Written task ::
Change "instance" to "occurrence" throughout the records and leave every other part as it is.
┌────────
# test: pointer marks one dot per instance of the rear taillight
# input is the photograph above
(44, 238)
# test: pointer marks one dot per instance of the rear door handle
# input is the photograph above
└────────
Task output ::
# test: pointer marks one dot per occurrence of the rear taillight
# input is the photograph above
(44, 238)
# test: pointer marks one dot per occurrence of the rear door handle
# input is the photograph above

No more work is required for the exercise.